[Exercise inputs start]

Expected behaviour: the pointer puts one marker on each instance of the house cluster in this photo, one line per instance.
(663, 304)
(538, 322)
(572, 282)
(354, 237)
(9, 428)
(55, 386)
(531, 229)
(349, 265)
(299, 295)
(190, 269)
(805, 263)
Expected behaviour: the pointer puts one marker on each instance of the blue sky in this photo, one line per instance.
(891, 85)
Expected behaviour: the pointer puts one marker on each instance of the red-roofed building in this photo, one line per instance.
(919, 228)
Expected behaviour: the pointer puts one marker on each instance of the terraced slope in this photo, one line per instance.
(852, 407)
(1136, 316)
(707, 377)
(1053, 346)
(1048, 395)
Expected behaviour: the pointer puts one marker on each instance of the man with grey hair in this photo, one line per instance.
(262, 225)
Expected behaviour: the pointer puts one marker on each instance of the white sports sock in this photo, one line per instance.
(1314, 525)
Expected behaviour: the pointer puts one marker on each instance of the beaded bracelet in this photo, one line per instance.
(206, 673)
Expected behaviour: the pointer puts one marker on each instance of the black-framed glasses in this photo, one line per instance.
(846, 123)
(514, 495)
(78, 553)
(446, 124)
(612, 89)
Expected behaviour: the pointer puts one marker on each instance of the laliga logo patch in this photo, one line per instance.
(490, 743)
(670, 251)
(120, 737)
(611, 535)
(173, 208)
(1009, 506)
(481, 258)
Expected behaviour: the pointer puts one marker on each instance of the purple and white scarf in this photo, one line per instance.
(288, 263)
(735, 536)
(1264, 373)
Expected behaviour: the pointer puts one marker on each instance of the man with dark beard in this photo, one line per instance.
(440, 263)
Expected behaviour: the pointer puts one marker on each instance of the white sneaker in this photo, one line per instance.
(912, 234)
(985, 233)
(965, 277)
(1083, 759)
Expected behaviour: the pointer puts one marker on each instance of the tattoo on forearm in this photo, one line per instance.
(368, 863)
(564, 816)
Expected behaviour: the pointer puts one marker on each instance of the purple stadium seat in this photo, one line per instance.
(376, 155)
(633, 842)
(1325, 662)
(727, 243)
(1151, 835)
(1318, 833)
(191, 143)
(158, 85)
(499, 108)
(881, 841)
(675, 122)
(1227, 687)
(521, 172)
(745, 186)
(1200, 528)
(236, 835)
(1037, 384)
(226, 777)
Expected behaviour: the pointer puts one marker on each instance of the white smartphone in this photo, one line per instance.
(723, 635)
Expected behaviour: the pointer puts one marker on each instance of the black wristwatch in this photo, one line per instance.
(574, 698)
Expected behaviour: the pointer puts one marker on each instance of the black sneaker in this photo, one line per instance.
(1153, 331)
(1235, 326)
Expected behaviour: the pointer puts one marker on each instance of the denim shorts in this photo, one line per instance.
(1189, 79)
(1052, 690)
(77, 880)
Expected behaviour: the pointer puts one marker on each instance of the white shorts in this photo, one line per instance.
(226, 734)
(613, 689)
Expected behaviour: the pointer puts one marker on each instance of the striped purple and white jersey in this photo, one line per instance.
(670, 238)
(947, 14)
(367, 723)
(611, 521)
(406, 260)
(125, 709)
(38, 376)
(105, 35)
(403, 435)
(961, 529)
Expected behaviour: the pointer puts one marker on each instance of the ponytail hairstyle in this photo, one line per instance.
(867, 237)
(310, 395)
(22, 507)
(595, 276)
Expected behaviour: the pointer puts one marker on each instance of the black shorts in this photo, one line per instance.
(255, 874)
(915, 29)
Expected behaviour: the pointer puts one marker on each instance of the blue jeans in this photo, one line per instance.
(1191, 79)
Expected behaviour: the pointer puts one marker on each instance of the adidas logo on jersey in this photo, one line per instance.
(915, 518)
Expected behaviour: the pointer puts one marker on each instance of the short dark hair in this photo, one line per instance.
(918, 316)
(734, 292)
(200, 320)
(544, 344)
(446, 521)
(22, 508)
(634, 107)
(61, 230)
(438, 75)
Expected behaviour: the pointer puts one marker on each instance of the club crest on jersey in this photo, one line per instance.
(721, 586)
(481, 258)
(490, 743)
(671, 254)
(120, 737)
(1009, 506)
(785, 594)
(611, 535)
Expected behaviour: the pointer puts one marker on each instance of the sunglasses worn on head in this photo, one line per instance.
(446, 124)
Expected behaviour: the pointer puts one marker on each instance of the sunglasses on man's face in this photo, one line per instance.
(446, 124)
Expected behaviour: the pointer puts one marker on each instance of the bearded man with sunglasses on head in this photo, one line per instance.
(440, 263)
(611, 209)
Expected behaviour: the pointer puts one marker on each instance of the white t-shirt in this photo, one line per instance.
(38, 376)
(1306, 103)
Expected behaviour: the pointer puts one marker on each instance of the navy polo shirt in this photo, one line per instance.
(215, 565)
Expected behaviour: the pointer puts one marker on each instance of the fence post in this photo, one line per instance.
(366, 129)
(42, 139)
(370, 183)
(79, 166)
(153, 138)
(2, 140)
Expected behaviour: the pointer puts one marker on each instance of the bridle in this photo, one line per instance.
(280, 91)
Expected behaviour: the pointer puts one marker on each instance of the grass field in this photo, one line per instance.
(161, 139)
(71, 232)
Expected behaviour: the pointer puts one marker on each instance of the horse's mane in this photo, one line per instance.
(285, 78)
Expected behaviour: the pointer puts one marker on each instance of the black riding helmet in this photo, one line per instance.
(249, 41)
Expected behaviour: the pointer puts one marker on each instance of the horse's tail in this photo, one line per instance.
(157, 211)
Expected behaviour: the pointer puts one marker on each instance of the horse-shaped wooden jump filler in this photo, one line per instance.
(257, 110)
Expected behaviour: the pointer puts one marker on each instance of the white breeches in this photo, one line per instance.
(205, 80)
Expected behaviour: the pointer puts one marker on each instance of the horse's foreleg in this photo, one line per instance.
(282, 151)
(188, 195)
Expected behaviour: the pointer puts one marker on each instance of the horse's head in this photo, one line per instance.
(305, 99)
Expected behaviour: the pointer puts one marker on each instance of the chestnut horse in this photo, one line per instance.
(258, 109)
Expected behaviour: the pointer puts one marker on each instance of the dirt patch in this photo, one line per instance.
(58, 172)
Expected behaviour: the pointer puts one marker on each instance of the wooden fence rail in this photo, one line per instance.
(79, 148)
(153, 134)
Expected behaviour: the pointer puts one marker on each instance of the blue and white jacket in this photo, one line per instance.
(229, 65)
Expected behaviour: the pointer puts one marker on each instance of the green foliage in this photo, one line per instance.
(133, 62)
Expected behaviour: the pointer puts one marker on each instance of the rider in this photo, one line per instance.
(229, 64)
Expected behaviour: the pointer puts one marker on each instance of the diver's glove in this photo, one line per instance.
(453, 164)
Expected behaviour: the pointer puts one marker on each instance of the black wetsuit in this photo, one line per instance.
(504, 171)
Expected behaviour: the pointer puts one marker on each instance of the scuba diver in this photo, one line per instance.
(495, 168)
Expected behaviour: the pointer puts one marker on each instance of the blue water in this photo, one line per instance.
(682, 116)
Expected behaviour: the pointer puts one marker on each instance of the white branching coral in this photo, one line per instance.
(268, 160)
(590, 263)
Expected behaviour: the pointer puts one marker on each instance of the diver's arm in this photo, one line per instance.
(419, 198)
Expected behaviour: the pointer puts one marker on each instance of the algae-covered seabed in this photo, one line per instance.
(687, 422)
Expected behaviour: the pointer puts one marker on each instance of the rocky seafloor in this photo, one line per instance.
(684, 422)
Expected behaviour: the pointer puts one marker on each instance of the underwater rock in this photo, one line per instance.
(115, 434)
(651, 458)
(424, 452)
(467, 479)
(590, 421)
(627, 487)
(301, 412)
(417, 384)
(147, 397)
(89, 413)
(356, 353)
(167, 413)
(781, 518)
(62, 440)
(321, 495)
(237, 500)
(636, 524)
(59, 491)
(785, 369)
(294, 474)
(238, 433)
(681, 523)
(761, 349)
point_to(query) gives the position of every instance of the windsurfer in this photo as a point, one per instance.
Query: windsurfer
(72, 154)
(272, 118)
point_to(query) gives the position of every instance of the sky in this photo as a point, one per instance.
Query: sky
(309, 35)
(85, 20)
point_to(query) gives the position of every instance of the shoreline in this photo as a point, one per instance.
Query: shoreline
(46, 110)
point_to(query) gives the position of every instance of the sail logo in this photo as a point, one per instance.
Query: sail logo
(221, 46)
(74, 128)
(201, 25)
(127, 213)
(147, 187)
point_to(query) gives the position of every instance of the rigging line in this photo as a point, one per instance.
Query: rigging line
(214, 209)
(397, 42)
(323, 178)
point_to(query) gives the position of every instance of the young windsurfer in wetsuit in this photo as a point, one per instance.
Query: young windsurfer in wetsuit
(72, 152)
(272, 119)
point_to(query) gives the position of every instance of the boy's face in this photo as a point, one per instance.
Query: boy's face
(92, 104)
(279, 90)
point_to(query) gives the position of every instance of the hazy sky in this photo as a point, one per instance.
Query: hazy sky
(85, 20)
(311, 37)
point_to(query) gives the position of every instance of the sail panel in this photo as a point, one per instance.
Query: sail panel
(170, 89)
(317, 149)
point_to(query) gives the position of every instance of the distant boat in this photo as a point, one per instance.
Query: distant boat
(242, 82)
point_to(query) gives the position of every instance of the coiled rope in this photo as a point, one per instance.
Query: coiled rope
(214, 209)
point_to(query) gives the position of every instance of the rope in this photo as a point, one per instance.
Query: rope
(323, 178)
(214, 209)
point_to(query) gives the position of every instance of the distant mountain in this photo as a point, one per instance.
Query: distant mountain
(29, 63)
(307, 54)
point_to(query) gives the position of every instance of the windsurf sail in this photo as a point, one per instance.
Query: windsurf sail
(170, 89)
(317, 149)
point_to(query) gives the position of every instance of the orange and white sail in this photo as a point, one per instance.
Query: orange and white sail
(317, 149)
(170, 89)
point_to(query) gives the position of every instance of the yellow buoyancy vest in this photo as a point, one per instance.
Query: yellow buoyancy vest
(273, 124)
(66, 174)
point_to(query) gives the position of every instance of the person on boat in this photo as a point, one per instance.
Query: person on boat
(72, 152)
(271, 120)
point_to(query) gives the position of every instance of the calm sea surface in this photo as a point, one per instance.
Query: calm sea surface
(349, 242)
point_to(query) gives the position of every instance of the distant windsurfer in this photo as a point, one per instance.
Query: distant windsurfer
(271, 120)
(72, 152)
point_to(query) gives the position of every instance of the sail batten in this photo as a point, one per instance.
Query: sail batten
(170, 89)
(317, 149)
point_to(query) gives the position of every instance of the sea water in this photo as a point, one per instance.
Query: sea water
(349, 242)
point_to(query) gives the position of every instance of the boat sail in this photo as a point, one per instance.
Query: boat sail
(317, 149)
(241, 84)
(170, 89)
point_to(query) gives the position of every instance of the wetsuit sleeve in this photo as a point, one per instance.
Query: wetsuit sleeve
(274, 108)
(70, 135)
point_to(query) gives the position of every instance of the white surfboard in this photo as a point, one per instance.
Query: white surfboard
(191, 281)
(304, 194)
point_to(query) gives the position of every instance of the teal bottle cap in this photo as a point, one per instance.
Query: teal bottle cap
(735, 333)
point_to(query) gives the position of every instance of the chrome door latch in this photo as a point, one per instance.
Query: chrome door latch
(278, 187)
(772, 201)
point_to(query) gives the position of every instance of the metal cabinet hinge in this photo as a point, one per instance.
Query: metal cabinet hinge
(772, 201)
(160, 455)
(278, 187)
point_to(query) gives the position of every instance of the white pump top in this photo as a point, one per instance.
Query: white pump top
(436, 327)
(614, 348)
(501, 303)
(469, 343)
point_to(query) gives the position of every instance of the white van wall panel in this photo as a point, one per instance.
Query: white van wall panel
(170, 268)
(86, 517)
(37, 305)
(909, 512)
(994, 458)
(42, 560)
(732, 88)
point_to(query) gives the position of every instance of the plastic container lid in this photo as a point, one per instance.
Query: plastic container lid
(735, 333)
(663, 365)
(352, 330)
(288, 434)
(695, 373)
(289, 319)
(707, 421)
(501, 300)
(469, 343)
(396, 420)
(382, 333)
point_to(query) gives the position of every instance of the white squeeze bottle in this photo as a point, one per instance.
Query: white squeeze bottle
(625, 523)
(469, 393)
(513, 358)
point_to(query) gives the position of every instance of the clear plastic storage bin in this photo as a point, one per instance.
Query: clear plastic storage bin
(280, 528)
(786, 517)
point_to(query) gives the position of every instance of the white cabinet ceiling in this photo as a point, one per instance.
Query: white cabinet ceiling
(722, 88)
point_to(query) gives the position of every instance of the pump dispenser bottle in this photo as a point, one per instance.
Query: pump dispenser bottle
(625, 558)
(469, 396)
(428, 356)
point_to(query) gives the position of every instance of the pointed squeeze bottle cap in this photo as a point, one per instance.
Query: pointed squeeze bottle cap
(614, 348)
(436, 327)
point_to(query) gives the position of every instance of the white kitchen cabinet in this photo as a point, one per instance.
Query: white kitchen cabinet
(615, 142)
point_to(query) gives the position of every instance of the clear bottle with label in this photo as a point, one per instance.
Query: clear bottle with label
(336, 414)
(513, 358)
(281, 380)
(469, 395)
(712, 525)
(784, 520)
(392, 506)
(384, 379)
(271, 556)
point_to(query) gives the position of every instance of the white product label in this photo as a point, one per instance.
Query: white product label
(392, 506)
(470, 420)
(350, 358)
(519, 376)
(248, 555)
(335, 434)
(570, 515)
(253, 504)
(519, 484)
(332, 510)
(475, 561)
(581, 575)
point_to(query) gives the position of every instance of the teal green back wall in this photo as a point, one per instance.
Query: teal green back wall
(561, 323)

[Exercise inputs end]

Exercise instructions
Every line from the one containing "the white squeeze" through the end of the data must be repeated exactly, and no other line.

Solution
point_to(query) gives the position of every instance of the white squeeze bottle in this photo as a point, one per instance.
Query: white squeeze bottle
(625, 523)
(469, 393)
(513, 358)
point_to(query) gives the position of every instance of the clear plastic storage bin in this photo as a point, one per instance.
Query: clear plastic storage bin
(280, 528)
(786, 517)
point_to(query) gives the position of every instance of the white cabinet ceiling in this photo as a point, one per instance.
Query: white cabinet ceiling
(722, 88)
point_to(query) gives the position of every instance of the pump dispenser bottle in this photo as a point, one per instance.
Query: pump dispenser bottle
(625, 558)
(469, 396)
(428, 356)
point_to(query) gives the position of every instance of the pointed squeeze bottle cap in this photo as a point, one per instance.
Query: pointed squeeze bottle cap
(614, 348)
(436, 327)
point_to(query) gives the position of every instance of the white kitchen cabinet in this photo as a point, one per instance.
Query: white kitchen cabinet
(615, 142)
point_to(query) gives the position of every instance of the clear bottle with label in this photo as a point, one per instance.
Query: clear bottle with label
(336, 414)
(513, 358)
(281, 380)
(469, 395)
(712, 525)
(784, 520)
(392, 506)
(384, 379)
(271, 556)
point_to(query) gives the position of every instance of the white product label in this photo as a point, one per instance.
Query: white product label
(392, 506)
(470, 420)
(350, 358)
(519, 376)
(248, 555)
(335, 434)
(570, 515)
(253, 504)
(519, 484)
(332, 510)
(475, 561)
(581, 575)
point_to(query) gives the position of every instance of the teal green back wall in this photo as a point, one per instance.
Query: teal green back wall
(561, 323)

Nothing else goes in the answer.